◆ EXERCICE PROPOSÉ
Recopiez mot pour mot le passage du texte sur la séparation de la vente et du conseil des produits phytosanitaires, depuis « En effet, dans » jusqu'à « seront suivies d’effet. ».

◆ TEXTE FOURNI
--------
À la CSGV en Champagne, l’aide des vendeurs consiste notamment « à lever de possibles incohérences dans les programmes : mélanges interdits, nombre d’applications supérieur à ce qui est autorisé, risques de résistances, etc. », déclare Stéphane Trumtel.
Cette réforme qui a interdit le conseil a aussi eu des conséquences économiques pour des distributeurs. « Nous avons perdu des parts de marché sur les produits conventionnels », confie Stéphane Trumtel. « Les vignerons ont été plus pénalisés que nous par cette réforme, par manque d’accompagnement technique », commente Éric Bisetto d’Inovitis.
Les distributeurs veulent que la loi soit revue. Le président de la Coopération agricole, Antoine Hacard, l’a clairement dit lors d’une conférence de presse le 20 septembre. « Nous souhaitons être réautorisés à faire des préconisations sur l’usage des produits phytosanitaires », a-t-il déclaré. Un conseil qui serait facturé. « Il nous faut des choses simples », a-t-il appuyé, estimant avoir perdu en « cohérence » et courir un risque juridique fort car « il y a une barrière très floue entre les informations légales qu’un vendeur doit fournir à son client, et le conseil stratégique. »
En effet, dans leur bilan de la séparation de la vente et du conseil, les députés Dominique Potier et Stéphane Travert préconisent de réautoriser les distributeurs à donner du conseil, à condition que cela soit fait par des filiales ad hoc. Certains se préparent à une telle évolution. « Nous sommes en pleine réflexion pour la création d’un nouveau service pour facturer séparément le conseil. Si les lignes réglementaires bougent nous serons opérationnels pour pouvoir accompagner nos adhérents », indique Thierry Favier. Reste à savoir si les préconisations des deux députés seront suivies d’effet.
Mi-juillet, les députés Dominique Potier (PS) et Stéphane Travert (Renaissance) ont rendu un rapport sur la séparation entre la vente et le conseil des produits phytos, dressant un « bilan très mitigé » de cette séparation. Selon eux, elle n’a eu qu’une « faible » influence sur l’usage des phytos. « Le passage d’un conseil formalisé par les vendeurs à une absence de conseil ou à un conseil oral et informel paraît avoir diminué la qualité du conseil et laissé un certain nombre d’agriculteurs “orphelins” », indiquent les deux députés. D’après eux, la séparation de la vente et du conseil « freine le développement de solutions combinatoires », associant produits conventionnels, biocontrôle, outils d’aide à la décision et travail mécanique. « Il paraît nécessaire de modifier le droit pour autoriser les vendeurs à effectuer du conseil spécifique, à condition de renforcer les obligations de transparence et de traçabilité », écrivent-ils dans leur conclusion. Dominique Potier et Stéphane Travert préconisent d’autoriser les coops et négoces de distribution à créer des filiales spécialisées dans le conseil qui factureraient leur service et emploieraient des personnes dédiées uniquement au conseil.
--------
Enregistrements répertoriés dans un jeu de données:

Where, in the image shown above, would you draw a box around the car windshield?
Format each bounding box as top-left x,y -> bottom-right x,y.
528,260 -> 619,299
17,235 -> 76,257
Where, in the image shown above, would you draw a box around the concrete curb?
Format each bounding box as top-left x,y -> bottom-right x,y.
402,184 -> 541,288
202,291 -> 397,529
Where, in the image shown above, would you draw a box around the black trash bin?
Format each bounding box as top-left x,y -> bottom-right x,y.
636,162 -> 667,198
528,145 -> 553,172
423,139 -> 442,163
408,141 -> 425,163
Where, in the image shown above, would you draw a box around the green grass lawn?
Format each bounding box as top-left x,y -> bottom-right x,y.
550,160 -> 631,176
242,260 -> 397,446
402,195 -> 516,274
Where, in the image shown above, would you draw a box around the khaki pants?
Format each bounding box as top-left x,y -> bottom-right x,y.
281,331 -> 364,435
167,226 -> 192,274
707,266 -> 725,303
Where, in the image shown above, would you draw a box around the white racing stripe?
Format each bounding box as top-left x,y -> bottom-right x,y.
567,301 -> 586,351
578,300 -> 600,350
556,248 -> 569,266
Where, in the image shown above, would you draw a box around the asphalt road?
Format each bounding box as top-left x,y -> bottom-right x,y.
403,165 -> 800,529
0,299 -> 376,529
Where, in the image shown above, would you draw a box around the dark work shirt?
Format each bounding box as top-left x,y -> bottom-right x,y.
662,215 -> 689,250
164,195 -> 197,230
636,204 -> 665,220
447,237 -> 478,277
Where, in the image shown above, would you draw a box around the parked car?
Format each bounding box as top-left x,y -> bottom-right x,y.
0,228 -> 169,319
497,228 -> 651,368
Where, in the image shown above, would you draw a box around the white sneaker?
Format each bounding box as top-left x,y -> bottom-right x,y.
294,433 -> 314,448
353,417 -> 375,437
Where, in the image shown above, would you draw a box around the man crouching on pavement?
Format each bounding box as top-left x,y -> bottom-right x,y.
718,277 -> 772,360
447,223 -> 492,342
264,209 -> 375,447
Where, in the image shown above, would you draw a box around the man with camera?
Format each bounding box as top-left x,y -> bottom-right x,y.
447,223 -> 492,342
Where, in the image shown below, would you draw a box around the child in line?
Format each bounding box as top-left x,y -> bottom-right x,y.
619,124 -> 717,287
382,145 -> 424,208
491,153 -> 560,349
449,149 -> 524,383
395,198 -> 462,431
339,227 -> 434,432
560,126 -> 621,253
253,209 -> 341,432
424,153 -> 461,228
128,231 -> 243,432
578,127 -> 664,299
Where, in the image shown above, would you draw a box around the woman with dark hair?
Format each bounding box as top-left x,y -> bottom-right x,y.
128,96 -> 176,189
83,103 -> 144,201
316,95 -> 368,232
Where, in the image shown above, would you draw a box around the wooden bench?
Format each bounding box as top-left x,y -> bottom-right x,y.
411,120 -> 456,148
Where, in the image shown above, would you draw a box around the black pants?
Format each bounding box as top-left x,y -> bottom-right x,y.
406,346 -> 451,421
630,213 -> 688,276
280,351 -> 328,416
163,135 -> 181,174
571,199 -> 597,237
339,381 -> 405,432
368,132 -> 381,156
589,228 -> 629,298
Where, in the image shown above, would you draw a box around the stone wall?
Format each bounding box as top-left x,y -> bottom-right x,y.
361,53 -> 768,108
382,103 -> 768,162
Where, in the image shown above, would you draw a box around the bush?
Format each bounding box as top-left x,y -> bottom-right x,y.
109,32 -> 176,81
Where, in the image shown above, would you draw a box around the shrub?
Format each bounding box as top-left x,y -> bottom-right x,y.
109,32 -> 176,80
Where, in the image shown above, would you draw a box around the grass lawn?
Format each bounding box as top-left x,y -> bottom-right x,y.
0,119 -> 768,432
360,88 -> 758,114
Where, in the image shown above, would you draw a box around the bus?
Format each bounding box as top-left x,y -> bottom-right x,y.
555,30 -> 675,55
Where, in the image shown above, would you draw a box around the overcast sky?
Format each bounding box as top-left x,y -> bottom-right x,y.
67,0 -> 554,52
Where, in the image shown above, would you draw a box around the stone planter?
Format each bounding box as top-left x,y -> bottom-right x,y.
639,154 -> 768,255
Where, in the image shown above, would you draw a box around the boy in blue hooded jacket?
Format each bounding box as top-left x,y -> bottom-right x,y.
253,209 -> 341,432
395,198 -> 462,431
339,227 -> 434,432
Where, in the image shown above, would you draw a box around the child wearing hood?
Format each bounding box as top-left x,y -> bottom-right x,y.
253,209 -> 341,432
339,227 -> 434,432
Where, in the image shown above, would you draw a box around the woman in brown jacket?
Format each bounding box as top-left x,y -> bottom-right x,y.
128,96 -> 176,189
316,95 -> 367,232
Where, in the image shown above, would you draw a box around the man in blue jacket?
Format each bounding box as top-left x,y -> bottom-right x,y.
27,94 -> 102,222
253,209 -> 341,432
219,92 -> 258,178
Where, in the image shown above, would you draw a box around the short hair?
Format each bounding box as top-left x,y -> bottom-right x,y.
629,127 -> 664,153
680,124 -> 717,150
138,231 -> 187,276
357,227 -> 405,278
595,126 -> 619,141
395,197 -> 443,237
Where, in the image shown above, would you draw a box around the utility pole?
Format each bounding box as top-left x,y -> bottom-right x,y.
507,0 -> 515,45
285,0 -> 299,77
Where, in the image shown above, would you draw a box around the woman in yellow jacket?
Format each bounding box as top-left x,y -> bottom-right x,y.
--------
◆ RÉPONSE CI-DESSOUS
En effet, dans leur bilan de la séparation de la vente et du conseil, les députés Dominique Potier et Stéphane Travert préconisent de réautoriser les distributeurs à donner du conseil, à condition que cela soit fait par des filiales ad hoc. Certains se préparent à une telle évolution. « Nous sommes en pleine réflexion pour la création d’un nouveau service pour facturer séparément le conseil. Si les lignes réglementaires bougent nous serons opérationnels pour pouvoir accompagner nos adhérents », indique Thierry Favier. Reste à savoir si les préconisations des deux députés seront suivies d’effet.